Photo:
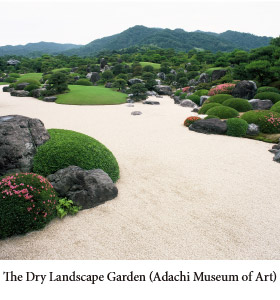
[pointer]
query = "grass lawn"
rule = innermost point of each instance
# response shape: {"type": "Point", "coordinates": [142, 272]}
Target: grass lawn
{"type": "Point", "coordinates": [35, 76]}
{"type": "Point", "coordinates": [91, 95]}
{"type": "Point", "coordinates": [61, 69]}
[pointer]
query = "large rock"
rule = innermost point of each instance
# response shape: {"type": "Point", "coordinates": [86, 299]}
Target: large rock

* [PROBLEM DETAILS]:
An exact copy of the material above is required, free of any pictures.

* [REPLY]:
Photo:
[pointer]
query = "grass lawn"
rule = innermost point of each instance
# response shape: {"type": "Point", "coordinates": [142, 272]}
Target: grass lawn
{"type": "Point", "coordinates": [35, 76]}
{"type": "Point", "coordinates": [91, 95]}
{"type": "Point", "coordinates": [61, 69]}
[pointer]
query = "large rock"
rule = innermost point of each instance
# response shape: {"type": "Point", "coordinates": [86, 299]}
Target: large rock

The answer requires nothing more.